Assez de ne regarder mon fils que par le prisme de son autisme. Assez de le définir par ses caractéristiques autistiques ! Assez de ce triple regard.
N’étais-je pas finalement en train de faire fausse route ? N’étais-je pas en train d’oublier d’être mère avant tout ? Pourquoi était-ce à moi de faire ce travail ? Pourquoi devais-je subir cette perte supplémentaire, de moments à étudier, et non à vivre ? Pourquoi m’infliger cela ?
Alors j’ai eu une idée.
J’allais extraire, dans les dizaines et dizaines d’heures accumulées, les bons moments de Théo. Ses instants de calme, de sérénité, de poésie, de tendresse aussi… J’allais cesser de chercher l’autiste en lui, mais partir à la recherche de mon enfant.
Je me souviendrai toute ma vie de cette nuit-là, passée à assembler ces instants de vie que j’avais tout d’abord écartés car je ne les avais pas considérés comme importants pour les médecins.
Quelle horreur de l’exprimer ainsi et quel choc de le réaliser ! Car bel et bien, c’est ce que j’étais en train de faire. Voilà ce à quoi j’étais en train de participer !
Oublier mon fils derrière l’autiste, afin de me conformer au regard médical ainsi qu’à sa classification.
--- --- ---
- _CONSIGNES_
1. D'après le texte sur l'autisme de Théo, qu'est-ce que la mère décide d'extraire des dizaines et dizaines d'heures accumulées ?
2. Recopiez le texte sur l'autisme de Théo depuis « J’allais extraire, dans » jusqu'à « pour les médecins. » inclus.
Appuyez-vous uniquement sur le texte.

[Entrées de données enregistrées]
--- --- ---
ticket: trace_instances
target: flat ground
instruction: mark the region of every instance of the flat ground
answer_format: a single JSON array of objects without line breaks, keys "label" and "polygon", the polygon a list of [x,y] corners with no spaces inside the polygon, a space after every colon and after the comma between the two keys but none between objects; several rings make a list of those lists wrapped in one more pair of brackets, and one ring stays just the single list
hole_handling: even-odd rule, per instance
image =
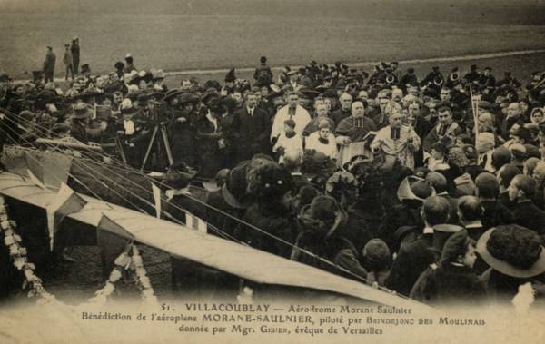
[{"label": "flat ground", "polygon": [[[75,4],[74,4],[75,3]],[[113,69],[130,52],[138,68],[167,71],[403,60],[544,48],[545,13],[533,1],[95,0],[0,1],[0,66],[39,69],[45,44],[81,39],[81,62]]]}]

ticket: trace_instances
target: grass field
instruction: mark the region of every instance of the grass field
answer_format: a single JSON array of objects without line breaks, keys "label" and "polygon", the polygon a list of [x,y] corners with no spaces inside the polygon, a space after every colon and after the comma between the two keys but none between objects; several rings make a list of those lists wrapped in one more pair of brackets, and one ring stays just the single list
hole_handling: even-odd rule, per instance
--- --- ---
- _CORRIGÉ_
1. Les bons moments de Théo, c'est-à-dire ses instants de calme, de sérénité, de poésie et de tendresse.

2.
J’allais extraire, dans les dizaines et dizaines d’heures accumulées, les bons moments de Théo. Ses instants de calme, de sérénité, de poésie, de tendresse aussi… J’allais cesser de chercher l’autiste en lui, mais partir à la recherche de mon enfant.
Je me souviendrai toute ma vie de cette nuit-là, passée à assembler ces instants de vie que j’avais tout d’abord écartés car je ne les avais pas considérés comme importants pour les médecins.